- **Short exercise**
Recast the data from the line containing "query (the noun phrase to segment): cream" through the final line as a numbered list, omitting blank lines.

## BEGIN Extracted information

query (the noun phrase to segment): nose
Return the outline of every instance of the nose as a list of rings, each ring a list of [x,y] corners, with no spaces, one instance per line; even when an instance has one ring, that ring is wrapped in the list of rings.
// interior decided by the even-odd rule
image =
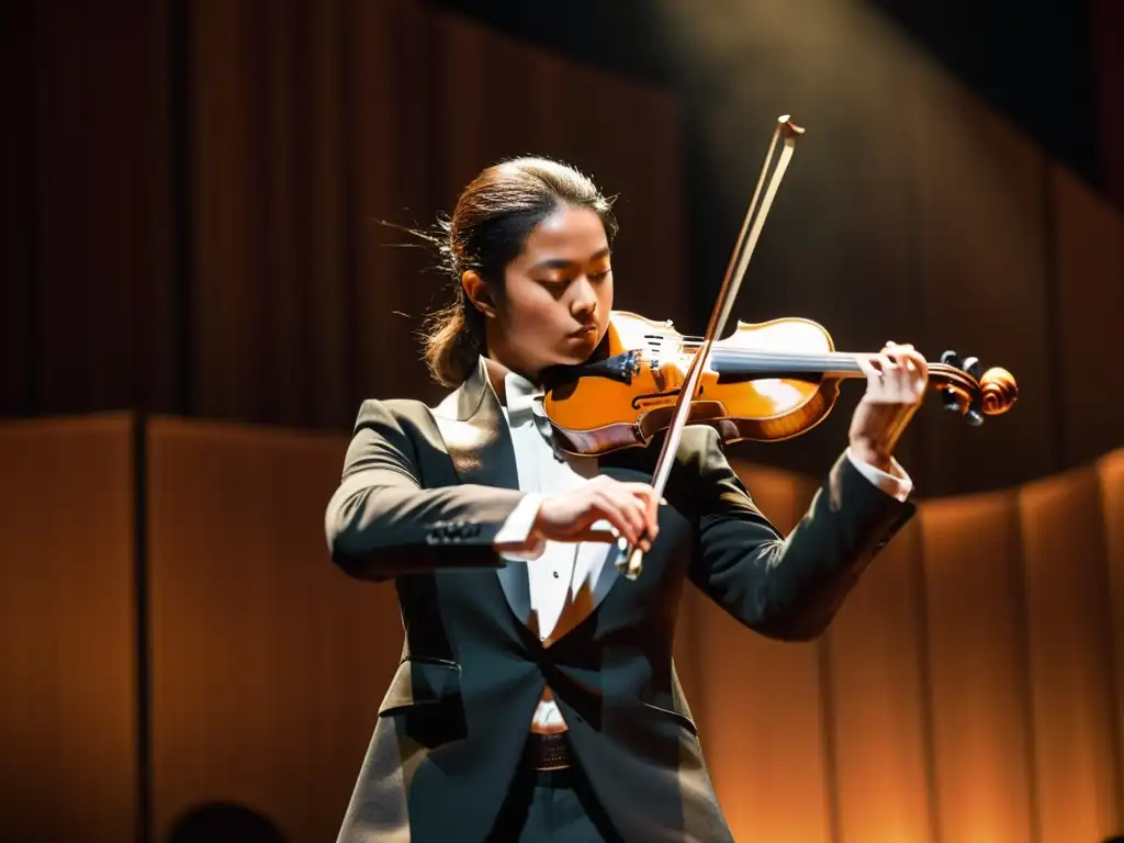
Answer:
[[[589,321],[589,317],[597,311],[597,292],[592,284],[589,283],[588,278],[582,275],[570,289],[573,290],[570,312],[579,321]]]

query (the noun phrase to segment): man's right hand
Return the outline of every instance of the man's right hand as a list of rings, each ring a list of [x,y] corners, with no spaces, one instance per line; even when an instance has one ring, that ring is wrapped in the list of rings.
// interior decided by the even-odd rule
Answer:
[[[555,542],[614,544],[624,536],[629,546],[638,545],[647,553],[660,529],[656,513],[651,486],[623,483],[600,474],[571,491],[543,496],[533,531]]]

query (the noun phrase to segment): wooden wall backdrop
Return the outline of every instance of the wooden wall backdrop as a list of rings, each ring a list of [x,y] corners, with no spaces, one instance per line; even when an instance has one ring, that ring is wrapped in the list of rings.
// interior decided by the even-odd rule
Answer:
[[[0,833],[176,840],[184,817],[223,804],[282,840],[329,840],[402,634],[392,587],[337,571],[307,517],[346,439],[156,418],[140,443],[124,417],[0,435],[0,668],[18,678],[2,704]],[[735,468],[782,529],[815,489]],[[922,500],[816,642],[755,636],[689,589],[676,658],[736,836],[1124,831],[1121,525],[1117,450]]]
[[[138,840],[135,424],[0,424],[0,839]]]
[[[1095,842],[1124,832],[1121,217],[842,9],[711,42],[763,69],[736,97],[706,80],[717,166],[755,180],[781,109],[809,127],[735,316],[951,345],[1023,397],[982,430],[925,408],[921,516],[821,641],[691,592],[683,681],[740,836]],[[181,417],[143,451],[126,417],[0,436],[2,831],[139,843],[225,800],[330,839],[400,628],[389,589],[330,568],[319,514],[361,398],[436,397],[410,342],[441,282],[375,220],[429,223],[497,157],[572,158],[623,194],[618,305],[697,329],[732,239],[687,271],[690,103],[420,0],[10,3],[0,63],[0,413]],[[778,524],[858,391],[799,445],[734,448]]]

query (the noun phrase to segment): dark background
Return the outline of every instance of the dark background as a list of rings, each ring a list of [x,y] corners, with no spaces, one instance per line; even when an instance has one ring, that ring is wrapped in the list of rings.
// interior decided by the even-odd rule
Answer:
[[[360,402],[437,399],[426,225],[493,161],[617,194],[617,306],[1017,378],[898,456],[918,517],[816,642],[694,590],[676,659],[738,836],[1124,830],[1124,4],[0,4],[0,837],[334,837],[401,649],[333,568]],[[782,531],[846,442],[728,450]],[[732,669],[731,665],[734,665]]]

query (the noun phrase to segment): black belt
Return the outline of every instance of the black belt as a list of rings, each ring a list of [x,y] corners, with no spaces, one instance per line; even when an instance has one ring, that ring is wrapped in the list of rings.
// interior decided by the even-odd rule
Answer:
[[[524,762],[532,770],[563,770],[570,767],[570,741],[565,732],[532,732],[527,737]]]

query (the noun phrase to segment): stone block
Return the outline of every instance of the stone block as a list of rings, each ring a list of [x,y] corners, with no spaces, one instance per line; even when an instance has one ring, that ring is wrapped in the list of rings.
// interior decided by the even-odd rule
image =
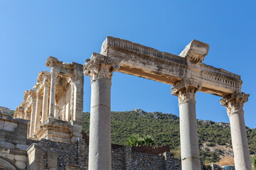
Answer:
[[[9,142],[0,142],[0,147],[13,149],[15,147],[15,145]]]
[[[51,169],[57,169],[58,153],[55,152],[48,152],[47,155],[48,166]]]
[[[0,156],[7,158],[11,161],[14,160],[14,154],[8,154],[8,153],[5,153],[5,152],[0,152]]]
[[[4,130],[4,120],[0,120],[0,130]]]
[[[6,158],[13,161],[14,159],[14,154],[9,154],[6,155]]]
[[[13,122],[5,121],[4,125],[4,130],[14,132],[15,128],[18,127],[18,124]]]
[[[26,150],[28,147],[29,145],[26,145],[26,144],[16,144],[16,147],[20,149],[21,150]]]
[[[0,106],[0,110],[4,115],[10,115],[10,108]]]
[[[15,164],[18,166],[19,169],[26,169],[26,164],[23,162],[16,162]]]
[[[27,161],[27,157],[23,155],[16,154],[16,155],[15,155],[14,158],[16,161],[20,161],[20,162],[26,162],[26,161]]]

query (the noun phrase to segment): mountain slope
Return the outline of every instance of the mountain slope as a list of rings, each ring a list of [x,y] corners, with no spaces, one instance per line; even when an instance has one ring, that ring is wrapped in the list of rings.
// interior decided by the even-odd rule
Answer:
[[[112,112],[112,143],[125,144],[132,134],[149,135],[156,145],[168,144],[171,149],[179,150],[179,120],[172,114],[146,113],[141,109]],[[89,132],[90,113],[84,113],[83,130]],[[206,162],[218,162],[232,156],[231,136],[228,123],[198,120],[201,157]],[[250,154],[256,152],[256,130],[247,128]]]

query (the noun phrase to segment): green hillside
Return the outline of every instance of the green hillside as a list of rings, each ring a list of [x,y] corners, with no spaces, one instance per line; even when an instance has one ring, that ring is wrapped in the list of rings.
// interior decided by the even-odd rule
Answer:
[[[84,113],[82,129],[87,133],[89,120],[90,113]],[[132,134],[149,135],[154,139],[156,145],[168,144],[176,154],[175,156],[179,154],[179,120],[174,115],[146,113],[140,109],[112,112],[111,125],[112,143],[125,144],[126,139]],[[215,162],[220,157],[232,154],[228,152],[232,147],[228,123],[198,120],[198,130],[201,157],[205,162]],[[256,130],[247,128],[247,133],[250,154],[253,154],[256,152]]]

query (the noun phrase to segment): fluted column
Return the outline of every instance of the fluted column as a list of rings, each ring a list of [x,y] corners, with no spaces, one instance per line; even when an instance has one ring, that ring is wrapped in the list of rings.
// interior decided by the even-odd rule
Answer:
[[[42,123],[44,123],[47,119],[48,110],[48,96],[49,96],[49,85],[48,82],[45,82],[43,87],[43,109],[42,109]]]
[[[84,64],[91,78],[89,170],[111,169],[111,78],[119,65],[111,58],[93,53]]]
[[[57,73],[53,68],[50,68],[50,106],[49,118],[53,118],[55,111],[55,84]]]
[[[239,170],[252,169],[243,110],[243,104],[248,101],[249,96],[235,92],[220,99],[230,119],[235,166]]]
[[[184,78],[171,87],[178,98],[181,166],[183,170],[201,169],[196,114],[196,93],[201,83]]]
[[[30,128],[29,128],[29,137],[32,137],[33,135],[33,128],[35,125],[35,114],[36,114],[36,91],[29,91],[29,95],[31,96],[31,114],[30,120]]]
[[[40,124],[40,94],[36,94],[36,113],[35,113],[35,120],[34,120],[33,133],[36,132],[36,128]]]

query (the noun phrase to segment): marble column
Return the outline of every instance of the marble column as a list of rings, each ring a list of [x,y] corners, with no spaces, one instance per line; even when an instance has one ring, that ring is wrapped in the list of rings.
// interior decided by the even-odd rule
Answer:
[[[201,169],[196,114],[196,93],[201,88],[201,82],[188,78],[171,87],[171,94],[178,98],[181,166],[184,170]]]
[[[89,170],[111,169],[111,78],[119,65],[111,58],[93,53],[84,64],[91,78]]]
[[[34,120],[34,128],[33,133],[36,132],[36,128],[40,124],[40,94],[36,93],[36,112],[35,112],[35,120]]]
[[[50,68],[50,106],[49,118],[53,118],[55,111],[55,84],[57,73],[53,68]]]
[[[230,119],[235,167],[239,170],[252,169],[243,110],[243,104],[248,101],[249,96],[235,92],[220,99]]]
[[[49,96],[49,85],[48,82],[45,81],[43,87],[43,109],[42,109],[42,120],[41,122],[44,123],[46,121],[48,110],[48,98]]]
[[[31,115],[30,120],[30,128],[29,128],[29,137],[32,137],[33,135],[33,128],[35,125],[35,114],[36,114],[36,92],[35,94],[32,94],[32,103],[31,103]]]

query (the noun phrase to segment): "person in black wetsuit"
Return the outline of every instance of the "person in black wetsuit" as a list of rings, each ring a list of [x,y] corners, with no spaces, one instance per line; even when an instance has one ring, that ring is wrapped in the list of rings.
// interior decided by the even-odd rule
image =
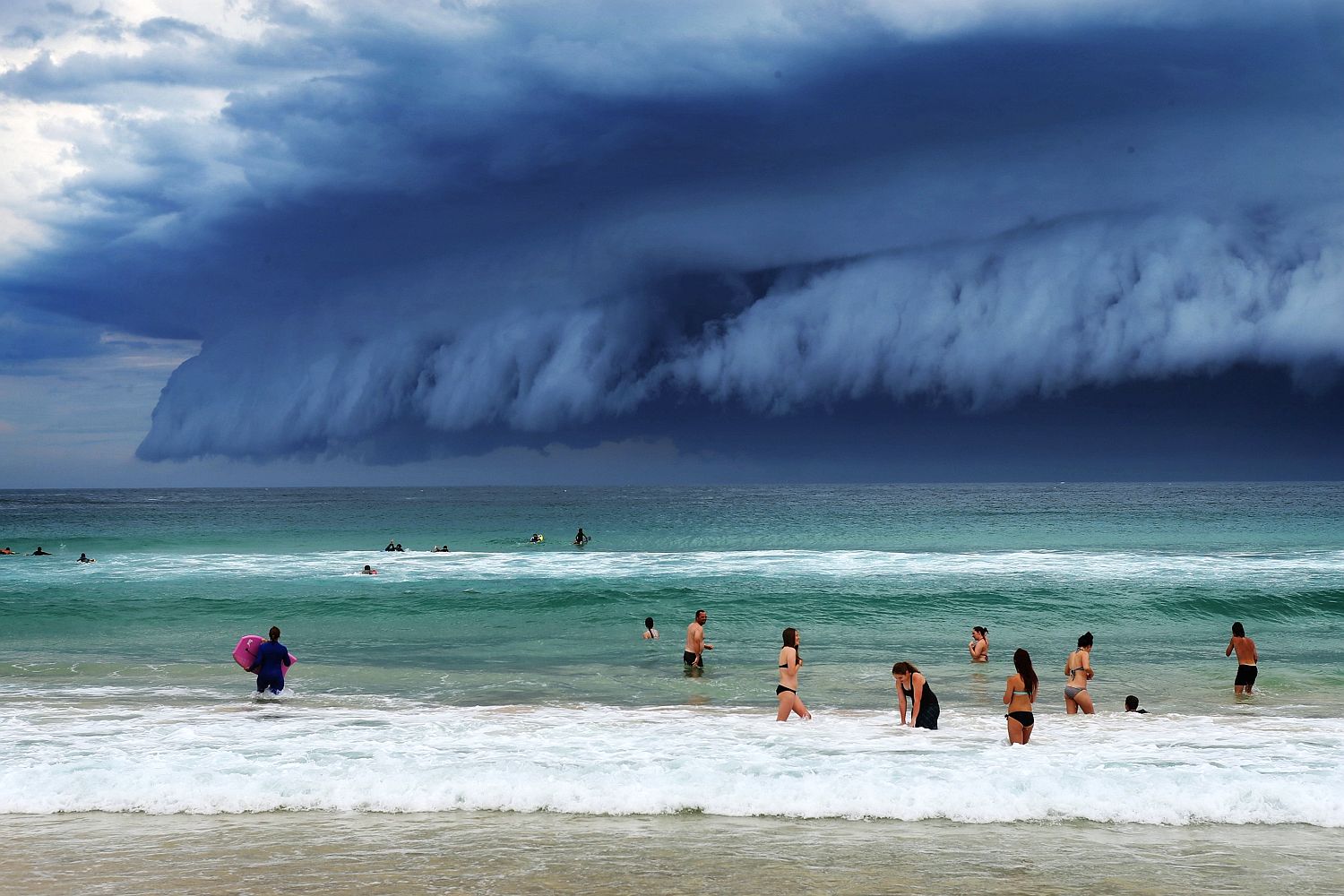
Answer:
[[[906,699],[913,703],[910,708],[910,727],[938,728],[938,697],[929,680],[919,672],[919,666],[913,662],[898,662],[891,666],[891,677],[896,680],[896,697],[900,701],[900,724],[906,724]]]
[[[267,688],[271,693],[285,689],[285,668],[290,664],[289,649],[280,642],[280,629],[270,627],[270,641],[257,647],[257,660],[247,672],[257,673],[257,693]]]

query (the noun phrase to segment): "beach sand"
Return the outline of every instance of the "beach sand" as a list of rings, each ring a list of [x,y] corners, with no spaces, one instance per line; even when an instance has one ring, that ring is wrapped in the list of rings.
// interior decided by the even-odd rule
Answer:
[[[1344,891],[1344,832],[1304,825],[75,813],[0,817],[0,837],[4,893]]]

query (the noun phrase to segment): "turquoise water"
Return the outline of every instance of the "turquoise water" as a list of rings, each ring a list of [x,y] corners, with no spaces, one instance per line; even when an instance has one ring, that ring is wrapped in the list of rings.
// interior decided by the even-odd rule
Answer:
[[[1344,793],[1340,484],[0,492],[0,545],[56,555],[0,557],[5,811],[960,818],[958,767],[1021,764],[1001,756],[1000,696],[1025,646],[1043,696],[1024,774],[1086,768],[1130,797],[1082,810],[1012,779],[995,819],[1344,825],[1322,795]],[[699,607],[715,650],[688,677]],[[1236,619],[1262,656],[1249,701],[1223,656]],[[230,652],[270,625],[300,664],[278,703],[254,703]],[[973,625],[988,668],[968,662]],[[785,626],[802,631],[812,725],[769,721]],[[1066,719],[1085,630],[1101,712]],[[927,673],[941,731],[895,729],[895,660]],[[1116,712],[1128,693],[1146,727]],[[687,729],[687,750],[716,739],[712,799],[667,764]],[[258,759],[298,762],[273,755],[281,732],[325,764],[285,767],[277,790]],[[156,744],[148,793],[117,780],[145,768],[129,743]],[[781,807],[769,794],[796,772],[816,794]],[[905,774],[948,786],[914,798]],[[1249,793],[1258,814],[1241,817]]]

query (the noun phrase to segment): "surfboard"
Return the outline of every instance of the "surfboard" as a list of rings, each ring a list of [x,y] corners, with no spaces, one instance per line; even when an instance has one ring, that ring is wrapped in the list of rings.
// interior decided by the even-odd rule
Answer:
[[[234,662],[241,665],[243,669],[250,668],[251,664],[257,662],[257,649],[263,643],[266,643],[266,638],[259,634],[245,634],[238,641],[238,646],[234,647]],[[280,673],[282,677],[294,668],[293,664],[298,662],[298,657],[289,654],[289,662],[290,665]],[[254,672],[253,674],[257,673]]]

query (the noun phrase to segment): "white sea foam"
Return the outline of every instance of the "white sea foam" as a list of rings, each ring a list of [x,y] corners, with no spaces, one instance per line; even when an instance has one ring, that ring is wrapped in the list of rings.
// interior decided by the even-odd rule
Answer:
[[[335,551],[294,555],[207,553],[196,556],[136,555],[113,557],[95,570],[17,567],[47,580],[101,575],[125,580],[195,576],[250,576],[274,580],[359,575],[366,563],[387,582],[445,579],[663,579],[663,578],[856,578],[923,579],[956,576],[1004,582],[1098,580],[1180,583],[1255,583],[1302,586],[1344,583],[1344,551],[1281,553],[1164,553],[1133,551],[692,551],[692,552],[500,552],[384,553]]]
[[[1344,720],[11,704],[0,811],[516,810],[1344,826]]]

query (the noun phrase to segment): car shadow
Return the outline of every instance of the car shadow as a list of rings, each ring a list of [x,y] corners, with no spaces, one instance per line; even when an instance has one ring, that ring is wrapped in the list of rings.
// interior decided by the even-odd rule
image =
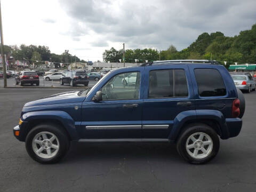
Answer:
[[[182,161],[175,145],[169,143],[100,143],[73,142],[63,162],[79,162],[94,159],[110,160],[125,158],[134,160],[163,159]]]

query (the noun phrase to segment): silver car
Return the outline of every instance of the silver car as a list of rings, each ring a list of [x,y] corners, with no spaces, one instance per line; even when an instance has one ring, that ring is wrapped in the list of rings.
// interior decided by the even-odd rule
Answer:
[[[236,87],[241,90],[246,91],[248,93],[254,91],[256,89],[256,83],[253,80],[251,76],[246,75],[231,75]]]

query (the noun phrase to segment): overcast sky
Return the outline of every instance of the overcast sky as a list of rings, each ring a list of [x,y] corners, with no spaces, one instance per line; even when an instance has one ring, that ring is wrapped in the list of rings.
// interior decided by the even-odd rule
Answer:
[[[92,61],[123,43],[180,51],[202,33],[233,36],[256,23],[255,0],[2,0],[1,6],[5,44],[68,49]]]

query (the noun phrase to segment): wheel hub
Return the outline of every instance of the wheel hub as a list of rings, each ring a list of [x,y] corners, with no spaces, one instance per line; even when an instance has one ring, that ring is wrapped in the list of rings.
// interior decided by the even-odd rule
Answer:
[[[45,149],[51,148],[51,146],[52,142],[48,139],[44,140],[42,142],[42,147],[43,147]]]

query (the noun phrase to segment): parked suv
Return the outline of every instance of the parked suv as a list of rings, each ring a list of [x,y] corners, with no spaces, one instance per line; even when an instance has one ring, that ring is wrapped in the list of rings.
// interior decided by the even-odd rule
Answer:
[[[84,86],[88,86],[89,84],[89,76],[85,71],[68,71],[67,73],[60,77],[60,84],[68,84],[71,86],[76,86],[78,84],[83,84]]]
[[[70,141],[173,142],[186,161],[206,163],[219,138],[239,134],[244,98],[223,66],[182,61],[113,70],[91,89],[27,103],[14,134],[42,163],[61,159]]]
[[[16,85],[23,86],[25,84],[30,84],[31,85],[36,84],[39,85],[39,77],[37,74],[34,71],[21,71],[20,75],[15,77]]]

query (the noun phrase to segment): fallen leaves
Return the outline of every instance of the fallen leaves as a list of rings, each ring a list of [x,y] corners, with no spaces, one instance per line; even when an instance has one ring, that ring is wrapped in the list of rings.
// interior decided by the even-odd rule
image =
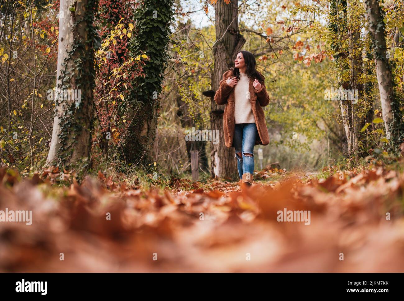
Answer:
[[[255,177],[279,181],[242,191],[175,178],[145,191],[101,172],[58,188],[58,170],[44,181],[1,169],[0,210],[33,217],[0,222],[0,271],[404,271],[404,175],[332,171],[308,179],[273,166]],[[278,222],[285,208],[309,210],[310,224]]]

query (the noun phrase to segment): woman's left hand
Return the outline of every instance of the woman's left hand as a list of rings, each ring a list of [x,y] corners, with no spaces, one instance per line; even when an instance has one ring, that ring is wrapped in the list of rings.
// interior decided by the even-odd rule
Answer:
[[[261,89],[261,84],[259,83],[259,82],[258,81],[257,78],[255,79],[254,81],[254,82],[253,83],[253,85],[254,86],[256,91],[259,91]]]

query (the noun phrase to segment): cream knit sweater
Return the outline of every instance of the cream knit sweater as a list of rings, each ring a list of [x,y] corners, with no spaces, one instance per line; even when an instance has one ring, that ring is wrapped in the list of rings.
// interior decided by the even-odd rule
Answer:
[[[251,110],[248,92],[250,80],[245,73],[240,74],[240,79],[234,88],[234,123],[255,122]]]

## END Extracted information

- **Exercise answer**
1. query (the noun phrase to segment): cream knit sweater
2. Return the outline of every instance of the cream knit sweater as a list of rings, each ring a list of [x,y] corners, with no spaces, one instance per line; even when an instance has one ring, that ring is wrapped in the list of rings.
3. // interior decided by the even-odd rule
4. Answer:
5. [[[251,110],[248,92],[250,80],[245,73],[240,74],[240,79],[234,88],[234,123],[255,122]]]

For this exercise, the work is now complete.